**What is asked**
Answer these questions from the Bible commentary review.
(a) Along with every book of the Bible, which books does the commentary walk through?
(b) Which two older volumes does the Bible commentary review name on the single-volume shelf?
(c) To which readers does the inclusion of the Apocrypha make the commentary useful?
━━ Reading passage ━━
It is not a devotional. It does not hand you application points. It does not assume you are looking for a verse to put on a coffee mug. What it does is walk through every book of the Bible — and the deuterocanonical or apocryphal books alongside them — and tell you what the text says, what the historical and literary scholarship has concluded about it, where the genuine debates lie, and what a careful modern reader needs to know to understand the passage in its own world. For readers who want the scholarly lay of the land rather than a single tradition's takeaways, nothing else in the one-volume category comes close.

The single-volume commentary shelf is crowded — the New Bible Commentary, the Oxford Bible Commentary, the HarperCollins Bible Commentary, the older Jerome and Peake's volumes all chase the same reader. The Eerdmans volume earns its place by combining academic seriousness with surprising accessibility. The introductions to each book are substantial, the contributors are genuine specialists writing on their own areas, and the inclusion of the Apocrypha makes it useful to Catholic and Orthodox readers as well as Protestant ones. It is the commentary most often recommended when someone wants a single trustworthy guide to the current state of biblical scholarship.
━━━
━━ Stored data ━━
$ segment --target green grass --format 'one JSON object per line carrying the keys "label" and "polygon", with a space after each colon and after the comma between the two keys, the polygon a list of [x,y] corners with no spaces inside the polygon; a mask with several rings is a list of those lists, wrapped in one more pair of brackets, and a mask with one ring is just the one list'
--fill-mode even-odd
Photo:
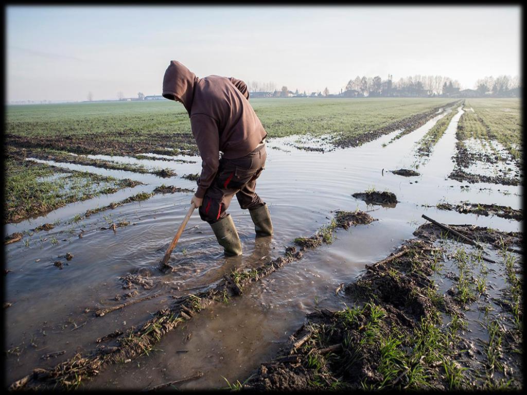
━━━
**Task result**
(a) The deuterocanonical or apocryphal books.
(b) The Jerome and Peake's volumes.
(c) Catholic and Orthodox readers as well as Protestant ones.